* BEGIN Provided information *

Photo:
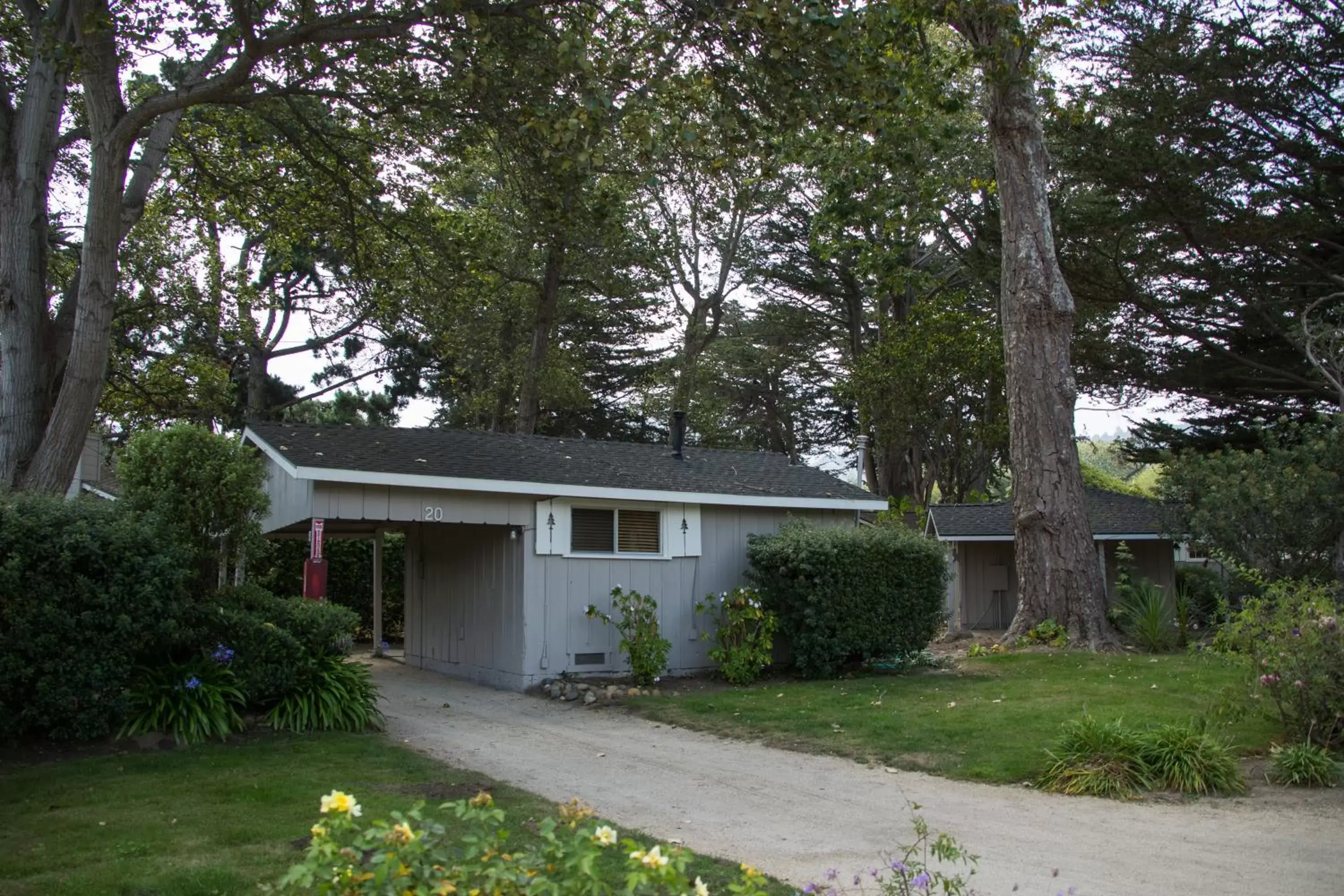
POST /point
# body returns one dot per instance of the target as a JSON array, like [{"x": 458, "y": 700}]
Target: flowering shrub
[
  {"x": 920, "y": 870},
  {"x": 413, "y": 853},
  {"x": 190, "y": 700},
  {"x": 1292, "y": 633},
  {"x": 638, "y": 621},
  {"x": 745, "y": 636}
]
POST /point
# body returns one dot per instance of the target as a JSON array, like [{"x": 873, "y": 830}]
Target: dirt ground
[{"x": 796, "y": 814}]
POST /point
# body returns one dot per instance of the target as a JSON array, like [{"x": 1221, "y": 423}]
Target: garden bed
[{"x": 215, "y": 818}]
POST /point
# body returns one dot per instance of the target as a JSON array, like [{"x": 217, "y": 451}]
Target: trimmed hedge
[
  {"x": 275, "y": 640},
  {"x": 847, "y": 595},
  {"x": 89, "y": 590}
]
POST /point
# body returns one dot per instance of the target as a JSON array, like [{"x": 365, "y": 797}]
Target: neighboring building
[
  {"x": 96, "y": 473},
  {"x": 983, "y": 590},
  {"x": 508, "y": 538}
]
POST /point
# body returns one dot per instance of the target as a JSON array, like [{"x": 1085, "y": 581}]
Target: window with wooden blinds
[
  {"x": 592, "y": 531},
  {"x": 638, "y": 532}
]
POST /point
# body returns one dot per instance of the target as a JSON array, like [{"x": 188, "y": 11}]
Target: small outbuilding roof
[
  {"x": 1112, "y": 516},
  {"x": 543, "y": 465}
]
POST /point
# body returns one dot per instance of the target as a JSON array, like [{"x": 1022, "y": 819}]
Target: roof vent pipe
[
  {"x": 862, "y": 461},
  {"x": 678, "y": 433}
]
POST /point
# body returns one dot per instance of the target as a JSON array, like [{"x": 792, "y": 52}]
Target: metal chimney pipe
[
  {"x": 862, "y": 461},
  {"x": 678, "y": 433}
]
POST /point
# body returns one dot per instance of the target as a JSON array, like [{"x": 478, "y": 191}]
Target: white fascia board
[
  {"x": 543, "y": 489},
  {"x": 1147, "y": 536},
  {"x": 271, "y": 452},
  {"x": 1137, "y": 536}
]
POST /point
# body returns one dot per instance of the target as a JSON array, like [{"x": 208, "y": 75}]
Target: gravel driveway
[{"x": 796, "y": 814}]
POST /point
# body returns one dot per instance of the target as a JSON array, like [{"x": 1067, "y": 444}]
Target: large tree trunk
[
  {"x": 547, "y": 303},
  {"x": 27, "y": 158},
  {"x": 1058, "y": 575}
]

* END Provided information *

> [What is expected]:
Transcribe each entry above exactly, apart from the pictures.

> [Task response]:
Photo:
POST /point
# body returns one dot per instance of the target as a JSON array, like [{"x": 458, "y": 700}]
Target: flowering shrub
[
  {"x": 920, "y": 870},
  {"x": 413, "y": 853},
  {"x": 190, "y": 700},
  {"x": 1292, "y": 633},
  {"x": 638, "y": 621},
  {"x": 745, "y": 636}
]
POST /point
# body returns one dot per instance of the target as a JSON array, like [{"x": 873, "y": 830}]
Target: dirt ground
[{"x": 796, "y": 814}]
POST /point
# body returns one dot per instance of the target as a JSON array, like [{"x": 1221, "y": 423}]
Target: garden bed
[{"x": 215, "y": 818}]
POST /point
# body returns one dot per instance of the target as a JSON array, like [{"x": 217, "y": 451}]
Target: trimmed hedge
[
  {"x": 275, "y": 640},
  {"x": 847, "y": 595},
  {"x": 89, "y": 590}
]
POST /point
# body returns one dot per instance of the target as a JSON array, like [{"x": 365, "y": 797}]
Target: neighboring building
[
  {"x": 96, "y": 473},
  {"x": 983, "y": 590},
  {"x": 508, "y": 538}
]
POST /point
# body returns one dot per instance of the target as a JSON array, like [{"x": 1085, "y": 581}]
Target: window with wooden blinds
[
  {"x": 592, "y": 531},
  {"x": 638, "y": 532}
]
POST /point
# body returns one dot per instance of the target as a JSON array, like [{"x": 188, "y": 11}]
Target: small outbuilding roof
[
  {"x": 1112, "y": 516},
  {"x": 543, "y": 465}
]
POST /point
# body returns one dot per instance of the target as a JSON array, like [{"x": 1022, "y": 819}]
Target: roof vent pipe
[
  {"x": 862, "y": 461},
  {"x": 678, "y": 433}
]
POST /point
# body returns one dot per instance of the target as a JSON array, like [{"x": 792, "y": 52}]
Target: metal chimney pipe
[
  {"x": 862, "y": 461},
  {"x": 678, "y": 433}
]
POST /point
# body returns one dot per instance of the target as a JSON array, like [{"x": 478, "y": 191}]
Target: white fascia board
[
  {"x": 543, "y": 489},
  {"x": 1147, "y": 536},
  {"x": 271, "y": 452},
  {"x": 1137, "y": 536}
]
POST /point
# body returns one dot per instance of the target as a JSON array, like [{"x": 208, "y": 75}]
Target: gravel driveway
[{"x": 796, "y": 814}]
POST /point
# body returns one dot per instance of the target as a JSON array, like [{"x": 1067, "y": 444}]
Target: large tree trunk
[
  {"x": 547, "y": 303},
  {"x": 27, "y": 158},
  {"x": 1058, "y": 575}
]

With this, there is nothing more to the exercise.